**Consigne a**
Combien de lignes contiennent le mot « picture » ? Indiquez seulement le nombre.

─── Extrait choisi ───

Je m’appelle John Edward Henry Sato. J’ai 95 ans. Comment suis-je arrivé ici ? Eh bien, on m’a dit que c’est une cigogne qui m’a amené.
Ma mère est née en Écosse, et mon père au Japon. Ils ont tous les deux participé à la Première Guerre mondiale. Ma mère était infirmière, et mon père était dans la marine japonaise. Ils ont fini par s’installer en Nouvelle-Zélande.
Je me rappelle que quand j’étais petit, les enfants issus de parents de races différentes étaient appelés des sang-mêlé, et j’ai entendu des gens utiliser le terme « daegos » [un terme péjoratif désignant les immigrants italiens] pour parler des personnes ayant des origines italiennes. Mais je n’ai jamais entendu de méchancetés à mon sujet.
J’ai été un enfant maladif, très asthmatique, mais cela ne m’a jamais dissuadé d’aller à l’école. J’adorais l’école. Quand j’ai eu 14 ou 15 ans, j’ai étudié les religions comparées. Je voulais découvrir ce qui était à la source de tout cela. Les gens se font une fausse idée de la religion ; s’ils ne comprennent pas quelque chose, très souvent cela leur fait peur.
D’horribles attentats
C’est ce qui s’est passé pour les attentats de Christchurch. Le vendredi 15 mars, la communauté musulmane a été attaquée sur son lieu de culte. Cinquante et une personnes ont été tuées, et des dizaines d’autres ont été blessées. Celui qui a commis ces horribles attentats l’a fait au nom de la suprématie blanche et de la haine.
Tout le monde en parlait, à la radio et à la télévision. Je ne regarde pas beaucoup la télévision, mais c’était impossible de manquer cette information. Ce fut un triste jour pour la Nouvelle-Zélande.
La seule bonne chose qui en est résulté, c’est que cela a amené les gens à mieux se comprendre entre eux. Cela a été pour eux l’occasion d’apprendre la tolérance, la compassion, le dévouement et le respect, peu importe la race ou la religion.
J’ai tenu à exprimer ma solidarité, alors j’ai pris le bus pour me rendre à une mosquée à Pakuranga. C’était le début d’un long voyage. Comme j’ai arrêté de conduire il y a quatre ans, je prends maintenant les transports en commun pour tous mes déplacements. La mosquée était fermée, mais des fleurs avaient été déposées à l’extérieur du bâtiment, le long du mur.
Je me suis dit qu’il devait y avoir un rassemblement dans le centre-ville, alors j’ai pris trois autres autobus pour me rendre à Aotea Square, où des gens s’étaient effectivement rassemblés. Être assis dans un bus, c’est beaucoup plus confortable que de marcher. Cela n’use pas les semelles. Une foule énorme s’était rassemblée en témoignage de sympathie. Les gens ont voulu exprimer leur compassion à l’égard des personnes touchées par ces attentats.

─── Données fournies ───

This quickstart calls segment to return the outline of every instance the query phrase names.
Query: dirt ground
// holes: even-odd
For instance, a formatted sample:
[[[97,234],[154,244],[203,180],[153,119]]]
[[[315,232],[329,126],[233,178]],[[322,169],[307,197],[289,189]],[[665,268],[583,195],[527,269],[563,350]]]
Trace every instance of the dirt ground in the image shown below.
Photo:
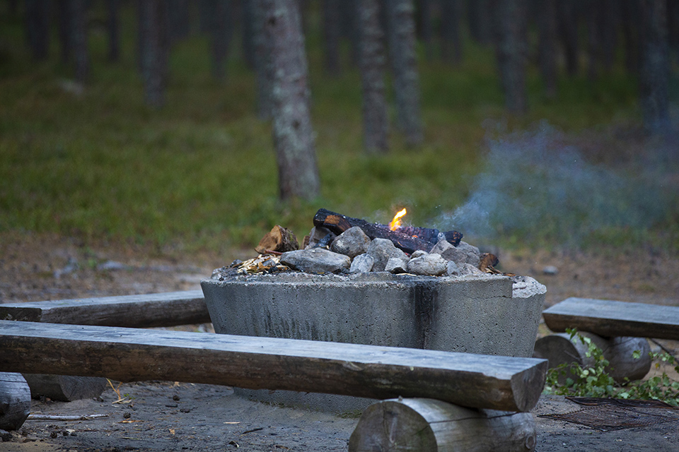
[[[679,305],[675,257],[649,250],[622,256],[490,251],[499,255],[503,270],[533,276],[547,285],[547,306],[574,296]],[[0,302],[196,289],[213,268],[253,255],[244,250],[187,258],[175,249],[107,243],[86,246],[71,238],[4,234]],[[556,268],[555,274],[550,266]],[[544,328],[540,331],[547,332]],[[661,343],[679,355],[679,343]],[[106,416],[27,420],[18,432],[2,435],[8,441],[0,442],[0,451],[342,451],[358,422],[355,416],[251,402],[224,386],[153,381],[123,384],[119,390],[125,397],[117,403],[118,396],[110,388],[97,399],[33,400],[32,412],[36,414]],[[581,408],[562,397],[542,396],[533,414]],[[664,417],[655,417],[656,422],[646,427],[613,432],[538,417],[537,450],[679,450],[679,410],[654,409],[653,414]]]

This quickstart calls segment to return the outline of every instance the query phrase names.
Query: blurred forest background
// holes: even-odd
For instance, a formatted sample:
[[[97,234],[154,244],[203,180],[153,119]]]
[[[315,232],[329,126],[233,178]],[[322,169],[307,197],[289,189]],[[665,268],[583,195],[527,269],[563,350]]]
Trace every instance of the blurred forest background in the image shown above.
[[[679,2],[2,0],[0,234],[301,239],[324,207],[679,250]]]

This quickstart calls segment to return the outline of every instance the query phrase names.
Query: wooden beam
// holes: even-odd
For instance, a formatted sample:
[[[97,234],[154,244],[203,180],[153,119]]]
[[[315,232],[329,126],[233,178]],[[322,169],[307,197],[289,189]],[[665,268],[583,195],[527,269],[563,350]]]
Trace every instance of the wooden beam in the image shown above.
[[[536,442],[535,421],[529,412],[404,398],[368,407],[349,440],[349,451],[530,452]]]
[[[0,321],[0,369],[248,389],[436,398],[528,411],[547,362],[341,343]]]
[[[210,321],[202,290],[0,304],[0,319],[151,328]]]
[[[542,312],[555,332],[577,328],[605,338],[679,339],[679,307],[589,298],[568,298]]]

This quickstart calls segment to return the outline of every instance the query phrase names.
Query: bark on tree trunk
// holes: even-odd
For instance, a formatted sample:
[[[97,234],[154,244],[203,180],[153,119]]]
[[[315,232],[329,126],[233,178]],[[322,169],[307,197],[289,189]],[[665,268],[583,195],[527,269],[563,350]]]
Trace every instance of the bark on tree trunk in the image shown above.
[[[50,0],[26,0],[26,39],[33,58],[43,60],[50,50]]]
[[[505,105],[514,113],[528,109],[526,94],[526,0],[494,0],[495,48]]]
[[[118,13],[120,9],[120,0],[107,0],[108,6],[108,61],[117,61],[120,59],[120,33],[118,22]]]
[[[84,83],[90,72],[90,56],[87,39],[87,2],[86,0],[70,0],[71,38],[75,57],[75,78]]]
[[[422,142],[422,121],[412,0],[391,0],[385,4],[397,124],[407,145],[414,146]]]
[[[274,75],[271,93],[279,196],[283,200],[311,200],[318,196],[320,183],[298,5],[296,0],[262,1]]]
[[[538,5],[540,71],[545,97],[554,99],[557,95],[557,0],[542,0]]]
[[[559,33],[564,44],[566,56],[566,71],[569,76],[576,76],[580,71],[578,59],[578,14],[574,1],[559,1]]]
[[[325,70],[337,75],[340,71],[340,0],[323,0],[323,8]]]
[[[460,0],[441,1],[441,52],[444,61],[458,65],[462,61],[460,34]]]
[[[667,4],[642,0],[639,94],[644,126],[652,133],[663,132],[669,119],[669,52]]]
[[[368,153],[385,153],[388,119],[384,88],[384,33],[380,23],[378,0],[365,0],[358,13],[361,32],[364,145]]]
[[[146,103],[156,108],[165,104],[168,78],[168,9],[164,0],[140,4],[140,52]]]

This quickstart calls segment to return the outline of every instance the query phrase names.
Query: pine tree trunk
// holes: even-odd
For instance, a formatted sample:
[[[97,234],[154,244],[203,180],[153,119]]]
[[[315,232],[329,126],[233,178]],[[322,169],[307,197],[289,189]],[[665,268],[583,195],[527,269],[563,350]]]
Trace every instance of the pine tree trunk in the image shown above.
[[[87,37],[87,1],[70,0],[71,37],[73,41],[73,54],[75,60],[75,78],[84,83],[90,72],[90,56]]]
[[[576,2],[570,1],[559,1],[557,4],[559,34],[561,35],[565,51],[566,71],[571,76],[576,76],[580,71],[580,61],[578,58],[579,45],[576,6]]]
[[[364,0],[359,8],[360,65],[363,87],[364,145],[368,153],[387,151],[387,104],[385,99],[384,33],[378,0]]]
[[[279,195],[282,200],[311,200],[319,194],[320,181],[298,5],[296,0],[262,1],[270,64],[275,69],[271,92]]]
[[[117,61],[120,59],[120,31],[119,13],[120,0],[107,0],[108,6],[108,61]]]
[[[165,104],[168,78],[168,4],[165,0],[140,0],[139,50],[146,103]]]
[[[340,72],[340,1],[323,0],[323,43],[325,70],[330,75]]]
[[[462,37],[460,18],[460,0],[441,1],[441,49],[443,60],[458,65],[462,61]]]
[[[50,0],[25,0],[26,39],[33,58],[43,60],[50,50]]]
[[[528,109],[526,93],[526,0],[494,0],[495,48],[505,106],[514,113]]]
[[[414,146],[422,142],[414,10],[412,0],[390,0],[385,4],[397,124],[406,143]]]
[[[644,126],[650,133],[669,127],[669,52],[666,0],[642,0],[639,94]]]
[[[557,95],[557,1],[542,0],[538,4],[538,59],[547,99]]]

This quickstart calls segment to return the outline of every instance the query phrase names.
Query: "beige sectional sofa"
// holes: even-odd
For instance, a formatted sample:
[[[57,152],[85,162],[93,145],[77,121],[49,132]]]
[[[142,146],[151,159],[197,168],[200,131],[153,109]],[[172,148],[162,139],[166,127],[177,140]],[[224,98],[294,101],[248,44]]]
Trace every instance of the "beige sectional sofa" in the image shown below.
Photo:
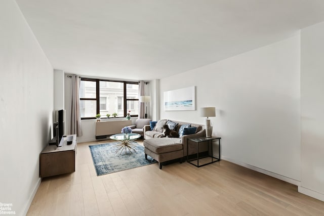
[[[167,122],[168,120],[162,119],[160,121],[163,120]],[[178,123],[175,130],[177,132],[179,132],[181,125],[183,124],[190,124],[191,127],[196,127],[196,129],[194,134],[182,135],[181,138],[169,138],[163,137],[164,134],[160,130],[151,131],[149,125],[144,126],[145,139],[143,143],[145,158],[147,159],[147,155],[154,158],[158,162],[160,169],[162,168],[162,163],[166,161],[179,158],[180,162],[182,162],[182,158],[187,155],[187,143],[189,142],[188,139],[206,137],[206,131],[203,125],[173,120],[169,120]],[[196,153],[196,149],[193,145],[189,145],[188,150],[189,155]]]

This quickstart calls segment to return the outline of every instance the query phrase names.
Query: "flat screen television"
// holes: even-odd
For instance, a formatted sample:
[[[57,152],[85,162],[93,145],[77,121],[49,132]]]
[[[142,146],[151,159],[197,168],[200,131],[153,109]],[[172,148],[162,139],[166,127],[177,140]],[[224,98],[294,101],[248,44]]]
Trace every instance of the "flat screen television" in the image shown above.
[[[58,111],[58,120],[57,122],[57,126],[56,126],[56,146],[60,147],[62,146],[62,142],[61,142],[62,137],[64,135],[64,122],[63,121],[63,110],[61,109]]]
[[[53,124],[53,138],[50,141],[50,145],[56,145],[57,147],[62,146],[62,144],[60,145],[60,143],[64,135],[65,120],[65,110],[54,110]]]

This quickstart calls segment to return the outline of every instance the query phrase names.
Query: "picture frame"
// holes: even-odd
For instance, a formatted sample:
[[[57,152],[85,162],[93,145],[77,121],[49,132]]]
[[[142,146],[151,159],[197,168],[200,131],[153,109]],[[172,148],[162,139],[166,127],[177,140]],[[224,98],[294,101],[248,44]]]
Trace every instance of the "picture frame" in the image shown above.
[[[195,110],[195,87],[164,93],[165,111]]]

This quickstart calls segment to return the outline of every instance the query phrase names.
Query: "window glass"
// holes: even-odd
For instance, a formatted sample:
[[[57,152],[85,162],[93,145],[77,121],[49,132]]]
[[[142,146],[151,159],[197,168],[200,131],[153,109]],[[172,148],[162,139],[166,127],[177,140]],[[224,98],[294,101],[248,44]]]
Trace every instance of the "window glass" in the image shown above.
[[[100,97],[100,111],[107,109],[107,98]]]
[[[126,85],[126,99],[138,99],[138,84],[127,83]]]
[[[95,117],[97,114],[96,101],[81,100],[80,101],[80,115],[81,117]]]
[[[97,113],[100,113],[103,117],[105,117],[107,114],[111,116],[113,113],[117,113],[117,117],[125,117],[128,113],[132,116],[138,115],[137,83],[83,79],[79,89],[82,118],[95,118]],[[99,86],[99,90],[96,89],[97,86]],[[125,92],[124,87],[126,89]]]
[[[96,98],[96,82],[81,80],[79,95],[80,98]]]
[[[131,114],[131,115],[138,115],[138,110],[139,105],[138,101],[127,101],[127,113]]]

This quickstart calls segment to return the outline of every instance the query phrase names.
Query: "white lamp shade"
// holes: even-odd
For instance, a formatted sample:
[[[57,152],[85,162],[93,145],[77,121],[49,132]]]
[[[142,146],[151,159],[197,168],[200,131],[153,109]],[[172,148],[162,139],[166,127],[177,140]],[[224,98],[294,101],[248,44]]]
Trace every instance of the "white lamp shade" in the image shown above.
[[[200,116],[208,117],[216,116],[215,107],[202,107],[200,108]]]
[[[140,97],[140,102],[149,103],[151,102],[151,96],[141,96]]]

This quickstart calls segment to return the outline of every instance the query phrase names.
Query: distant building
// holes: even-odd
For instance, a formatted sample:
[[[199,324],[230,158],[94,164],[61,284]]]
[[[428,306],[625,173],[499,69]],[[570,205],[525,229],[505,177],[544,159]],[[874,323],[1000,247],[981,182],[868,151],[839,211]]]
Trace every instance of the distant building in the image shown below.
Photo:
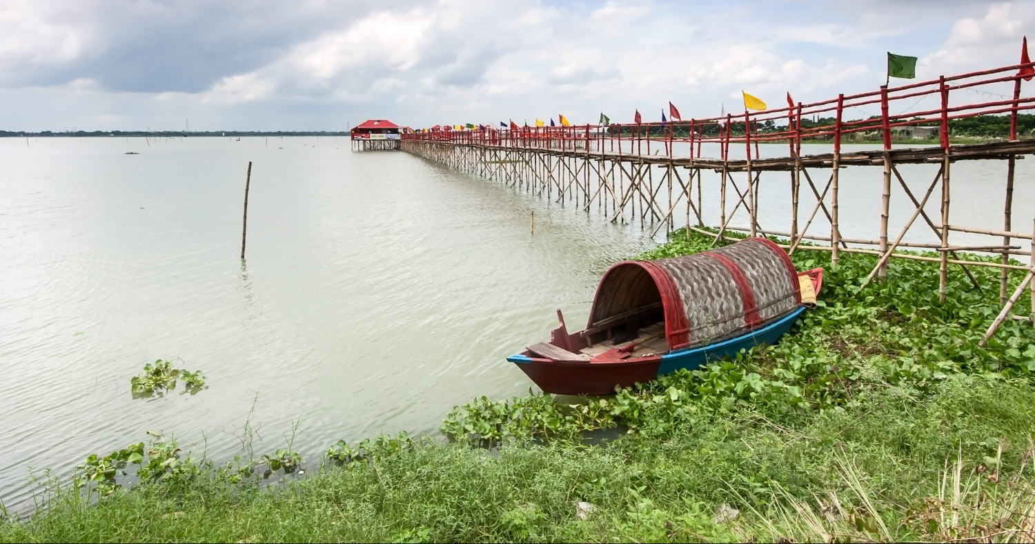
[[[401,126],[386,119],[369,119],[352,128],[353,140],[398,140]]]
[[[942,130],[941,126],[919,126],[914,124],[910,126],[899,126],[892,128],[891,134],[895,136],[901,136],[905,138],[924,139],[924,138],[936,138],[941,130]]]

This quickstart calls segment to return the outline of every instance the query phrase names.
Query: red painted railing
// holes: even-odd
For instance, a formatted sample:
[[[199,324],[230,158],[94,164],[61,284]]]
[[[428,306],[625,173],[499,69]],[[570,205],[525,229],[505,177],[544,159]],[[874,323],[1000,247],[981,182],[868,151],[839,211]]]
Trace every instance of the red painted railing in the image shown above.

───

**Consigne b**
Répondez à ces questions sur l'extrait choisi ci-dessus :
(i) Dans quel pays est née la mère de John Edward Henry Sato ?
(ii) Combien de personnes ont été tuées lors des attentats de Christchurch ?
(iii) Combien d'autres autobus a-t-il pris pour aller de la mosquée de Pakuranga à Aotea Square ?

**Résultat obtenu a**
2

**Résultat obtenu b**
(i) En Écosse.
(ii) Cinquante et une personnes.
(iii) Trois autres autobus.